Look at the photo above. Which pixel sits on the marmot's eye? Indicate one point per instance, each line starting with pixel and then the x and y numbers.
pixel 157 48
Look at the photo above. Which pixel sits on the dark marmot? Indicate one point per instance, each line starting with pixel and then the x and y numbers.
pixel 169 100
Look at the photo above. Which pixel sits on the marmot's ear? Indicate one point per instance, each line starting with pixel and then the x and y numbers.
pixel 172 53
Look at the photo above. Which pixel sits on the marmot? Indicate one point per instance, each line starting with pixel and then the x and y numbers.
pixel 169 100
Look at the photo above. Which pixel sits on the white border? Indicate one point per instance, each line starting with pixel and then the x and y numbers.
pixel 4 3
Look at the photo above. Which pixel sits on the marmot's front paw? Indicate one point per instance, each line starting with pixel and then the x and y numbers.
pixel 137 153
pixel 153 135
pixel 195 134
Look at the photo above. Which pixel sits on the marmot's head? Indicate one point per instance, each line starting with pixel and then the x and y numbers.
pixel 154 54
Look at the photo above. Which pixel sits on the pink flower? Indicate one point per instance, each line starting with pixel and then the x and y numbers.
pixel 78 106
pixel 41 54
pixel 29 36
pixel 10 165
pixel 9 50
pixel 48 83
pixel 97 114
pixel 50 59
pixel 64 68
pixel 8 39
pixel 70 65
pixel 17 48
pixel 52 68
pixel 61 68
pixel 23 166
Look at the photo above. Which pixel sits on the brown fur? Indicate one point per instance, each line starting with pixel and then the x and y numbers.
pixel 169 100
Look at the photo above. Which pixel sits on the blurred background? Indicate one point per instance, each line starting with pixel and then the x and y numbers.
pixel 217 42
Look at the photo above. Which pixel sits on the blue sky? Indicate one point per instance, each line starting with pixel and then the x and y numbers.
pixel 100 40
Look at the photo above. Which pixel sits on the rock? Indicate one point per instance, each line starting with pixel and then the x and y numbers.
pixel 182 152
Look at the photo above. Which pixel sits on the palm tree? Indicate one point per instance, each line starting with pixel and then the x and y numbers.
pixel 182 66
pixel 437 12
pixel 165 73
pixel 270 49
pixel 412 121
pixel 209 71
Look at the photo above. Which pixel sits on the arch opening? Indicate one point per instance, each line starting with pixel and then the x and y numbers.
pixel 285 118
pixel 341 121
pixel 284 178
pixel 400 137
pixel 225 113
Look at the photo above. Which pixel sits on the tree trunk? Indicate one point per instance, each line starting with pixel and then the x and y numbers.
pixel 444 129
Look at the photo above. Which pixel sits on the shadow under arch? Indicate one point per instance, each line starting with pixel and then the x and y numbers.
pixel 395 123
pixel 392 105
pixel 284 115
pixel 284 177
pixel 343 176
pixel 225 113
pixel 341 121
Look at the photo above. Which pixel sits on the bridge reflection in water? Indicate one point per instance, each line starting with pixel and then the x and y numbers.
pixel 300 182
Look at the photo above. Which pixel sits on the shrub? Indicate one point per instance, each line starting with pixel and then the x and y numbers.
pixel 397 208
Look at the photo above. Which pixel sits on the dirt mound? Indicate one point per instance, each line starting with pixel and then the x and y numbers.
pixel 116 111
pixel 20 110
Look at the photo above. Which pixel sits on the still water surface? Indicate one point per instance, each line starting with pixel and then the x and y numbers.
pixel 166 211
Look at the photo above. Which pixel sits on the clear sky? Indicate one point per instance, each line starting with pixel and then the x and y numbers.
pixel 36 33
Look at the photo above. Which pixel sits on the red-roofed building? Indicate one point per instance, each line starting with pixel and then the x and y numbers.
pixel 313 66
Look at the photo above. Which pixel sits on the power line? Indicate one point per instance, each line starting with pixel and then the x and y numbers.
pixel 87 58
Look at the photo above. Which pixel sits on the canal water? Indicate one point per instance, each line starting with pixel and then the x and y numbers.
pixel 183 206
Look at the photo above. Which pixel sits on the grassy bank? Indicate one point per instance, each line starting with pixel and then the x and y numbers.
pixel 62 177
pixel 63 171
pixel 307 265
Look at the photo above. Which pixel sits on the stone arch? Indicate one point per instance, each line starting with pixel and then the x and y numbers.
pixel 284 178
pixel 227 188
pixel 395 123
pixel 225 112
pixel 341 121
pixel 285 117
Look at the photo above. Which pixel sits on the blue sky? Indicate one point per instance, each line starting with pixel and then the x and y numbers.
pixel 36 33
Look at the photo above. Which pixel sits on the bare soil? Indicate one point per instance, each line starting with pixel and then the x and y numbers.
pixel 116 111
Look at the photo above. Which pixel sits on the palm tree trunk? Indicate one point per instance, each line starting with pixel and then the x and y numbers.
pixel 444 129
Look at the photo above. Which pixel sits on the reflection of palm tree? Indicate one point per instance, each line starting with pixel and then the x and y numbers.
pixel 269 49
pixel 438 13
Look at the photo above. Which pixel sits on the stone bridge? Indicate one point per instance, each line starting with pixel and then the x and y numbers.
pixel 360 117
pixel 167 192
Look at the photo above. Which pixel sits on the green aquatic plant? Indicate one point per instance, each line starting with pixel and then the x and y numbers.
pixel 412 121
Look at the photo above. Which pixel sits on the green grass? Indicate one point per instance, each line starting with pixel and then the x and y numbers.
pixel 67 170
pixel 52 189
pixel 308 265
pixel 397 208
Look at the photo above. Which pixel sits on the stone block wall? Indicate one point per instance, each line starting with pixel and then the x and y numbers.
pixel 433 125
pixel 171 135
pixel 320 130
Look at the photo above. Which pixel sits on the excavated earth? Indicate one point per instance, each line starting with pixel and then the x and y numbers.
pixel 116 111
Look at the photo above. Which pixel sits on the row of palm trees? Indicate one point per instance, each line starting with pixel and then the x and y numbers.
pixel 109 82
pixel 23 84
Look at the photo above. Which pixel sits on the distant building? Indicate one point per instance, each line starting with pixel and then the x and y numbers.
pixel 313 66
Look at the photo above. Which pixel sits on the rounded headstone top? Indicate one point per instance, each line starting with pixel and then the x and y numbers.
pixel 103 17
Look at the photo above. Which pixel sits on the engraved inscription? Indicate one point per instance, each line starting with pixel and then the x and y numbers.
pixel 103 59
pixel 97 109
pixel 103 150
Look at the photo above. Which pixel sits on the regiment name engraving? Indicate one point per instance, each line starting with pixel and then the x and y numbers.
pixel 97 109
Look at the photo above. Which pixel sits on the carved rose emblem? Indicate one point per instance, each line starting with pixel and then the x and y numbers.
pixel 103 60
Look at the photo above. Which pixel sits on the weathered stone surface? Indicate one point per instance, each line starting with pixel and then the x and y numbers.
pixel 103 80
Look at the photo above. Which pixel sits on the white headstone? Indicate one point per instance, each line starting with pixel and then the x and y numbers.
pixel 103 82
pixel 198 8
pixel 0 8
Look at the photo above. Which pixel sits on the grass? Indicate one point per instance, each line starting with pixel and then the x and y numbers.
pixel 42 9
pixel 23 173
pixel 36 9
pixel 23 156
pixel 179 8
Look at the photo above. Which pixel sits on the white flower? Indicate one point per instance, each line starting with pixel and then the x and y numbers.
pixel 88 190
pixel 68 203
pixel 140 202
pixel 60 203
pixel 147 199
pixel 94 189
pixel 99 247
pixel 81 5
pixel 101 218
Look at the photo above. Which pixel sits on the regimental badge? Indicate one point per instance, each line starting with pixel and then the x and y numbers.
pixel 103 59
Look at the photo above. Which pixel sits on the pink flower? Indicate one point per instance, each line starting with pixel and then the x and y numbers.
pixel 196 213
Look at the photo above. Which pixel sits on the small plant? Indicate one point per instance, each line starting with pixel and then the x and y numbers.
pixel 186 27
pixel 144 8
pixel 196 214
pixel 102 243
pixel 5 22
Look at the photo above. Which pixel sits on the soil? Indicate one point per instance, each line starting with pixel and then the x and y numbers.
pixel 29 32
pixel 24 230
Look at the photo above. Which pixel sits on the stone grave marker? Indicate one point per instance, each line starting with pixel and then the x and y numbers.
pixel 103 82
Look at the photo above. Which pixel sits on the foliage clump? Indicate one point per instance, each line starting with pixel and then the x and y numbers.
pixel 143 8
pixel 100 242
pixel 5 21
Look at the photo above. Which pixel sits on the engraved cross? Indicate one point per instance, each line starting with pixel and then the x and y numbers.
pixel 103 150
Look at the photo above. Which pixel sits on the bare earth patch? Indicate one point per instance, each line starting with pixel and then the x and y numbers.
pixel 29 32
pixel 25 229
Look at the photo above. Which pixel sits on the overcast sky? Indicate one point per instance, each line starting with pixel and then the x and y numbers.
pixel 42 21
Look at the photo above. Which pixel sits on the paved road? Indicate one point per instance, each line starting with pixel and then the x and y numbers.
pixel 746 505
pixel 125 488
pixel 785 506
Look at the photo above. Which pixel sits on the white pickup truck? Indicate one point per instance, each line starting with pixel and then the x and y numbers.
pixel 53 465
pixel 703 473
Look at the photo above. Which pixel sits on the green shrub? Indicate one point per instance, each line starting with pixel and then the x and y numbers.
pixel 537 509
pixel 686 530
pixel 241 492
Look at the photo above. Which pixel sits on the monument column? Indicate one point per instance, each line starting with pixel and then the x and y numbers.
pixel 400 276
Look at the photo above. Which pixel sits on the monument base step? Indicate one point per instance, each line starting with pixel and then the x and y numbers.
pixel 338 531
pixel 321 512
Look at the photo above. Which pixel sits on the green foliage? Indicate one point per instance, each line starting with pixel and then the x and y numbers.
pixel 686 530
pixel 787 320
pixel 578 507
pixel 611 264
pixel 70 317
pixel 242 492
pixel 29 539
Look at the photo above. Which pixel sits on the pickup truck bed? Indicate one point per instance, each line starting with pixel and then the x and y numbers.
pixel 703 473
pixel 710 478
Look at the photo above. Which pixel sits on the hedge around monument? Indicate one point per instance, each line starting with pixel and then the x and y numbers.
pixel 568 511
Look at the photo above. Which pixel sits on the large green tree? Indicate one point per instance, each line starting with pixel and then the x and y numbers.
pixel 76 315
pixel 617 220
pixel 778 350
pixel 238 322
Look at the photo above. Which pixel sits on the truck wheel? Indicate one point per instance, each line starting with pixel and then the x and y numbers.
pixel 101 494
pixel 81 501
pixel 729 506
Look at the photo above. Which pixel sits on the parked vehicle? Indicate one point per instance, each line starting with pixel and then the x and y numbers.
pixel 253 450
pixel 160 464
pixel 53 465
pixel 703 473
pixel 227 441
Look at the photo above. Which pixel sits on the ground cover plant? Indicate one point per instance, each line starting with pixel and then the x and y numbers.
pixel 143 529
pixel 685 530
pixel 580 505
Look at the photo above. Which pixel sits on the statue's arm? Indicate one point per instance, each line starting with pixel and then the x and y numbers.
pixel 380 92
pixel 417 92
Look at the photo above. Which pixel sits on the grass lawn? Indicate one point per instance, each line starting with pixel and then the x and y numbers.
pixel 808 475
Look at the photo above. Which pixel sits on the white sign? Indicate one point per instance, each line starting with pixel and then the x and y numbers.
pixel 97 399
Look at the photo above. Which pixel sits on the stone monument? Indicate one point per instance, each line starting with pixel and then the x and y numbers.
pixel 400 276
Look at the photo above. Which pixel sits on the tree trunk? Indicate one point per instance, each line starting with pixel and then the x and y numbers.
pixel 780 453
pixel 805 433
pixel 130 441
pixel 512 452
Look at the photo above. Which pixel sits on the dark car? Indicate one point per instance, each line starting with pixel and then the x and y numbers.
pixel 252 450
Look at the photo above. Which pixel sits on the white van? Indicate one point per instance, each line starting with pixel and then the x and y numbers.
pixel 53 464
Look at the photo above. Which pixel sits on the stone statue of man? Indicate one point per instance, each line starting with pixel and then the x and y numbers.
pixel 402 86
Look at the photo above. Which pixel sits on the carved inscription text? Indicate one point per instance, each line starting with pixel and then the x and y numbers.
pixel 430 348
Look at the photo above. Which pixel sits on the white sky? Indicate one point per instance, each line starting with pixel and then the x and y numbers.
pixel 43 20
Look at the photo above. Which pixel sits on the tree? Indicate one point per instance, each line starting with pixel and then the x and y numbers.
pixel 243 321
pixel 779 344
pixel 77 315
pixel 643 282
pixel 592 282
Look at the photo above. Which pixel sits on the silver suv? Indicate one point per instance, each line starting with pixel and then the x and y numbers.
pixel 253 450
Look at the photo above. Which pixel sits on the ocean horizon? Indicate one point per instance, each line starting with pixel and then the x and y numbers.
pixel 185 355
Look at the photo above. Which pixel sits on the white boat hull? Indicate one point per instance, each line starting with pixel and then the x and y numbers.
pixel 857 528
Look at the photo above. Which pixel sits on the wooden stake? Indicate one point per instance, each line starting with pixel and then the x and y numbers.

■ ■ ■ ■ ■

* [Problem statement]: Print, exactly as given, the lines from the one with "Look at the photo above. Which pixel sits on the tree?" through the last line of the material above, and no others.

* [Solved problem]:
Look at the photo above. Which pixel sits on the tree? Indicate one point per instance, each line starting with pixel and then the x and y numbers.
pixel 243 321
pixel 779 344
pixel 77 315
pixel 643 282
pixel 592 282
Look at the photo above. Which pixel sits on the silver suv? Indicate one point per instance, each line starting with pixel and then the x and y numbers.
pixel 253 450
Look at the photo above. Which pixel sits on the ocean horizon? Indicate one point per instance, each line starting with pixel and then the x and y numbers.
pixel 185 355
Look at the photo above. Which pixel sits on the white boat hull? Indicate one point per instance, each line starting with pixel and then the x and y numbers.
pixel 857 528
Look at the photo above. Which pixel sits on the wooden stake? Indicate one point per instance, each line starting with pixel and then the x and y numbers.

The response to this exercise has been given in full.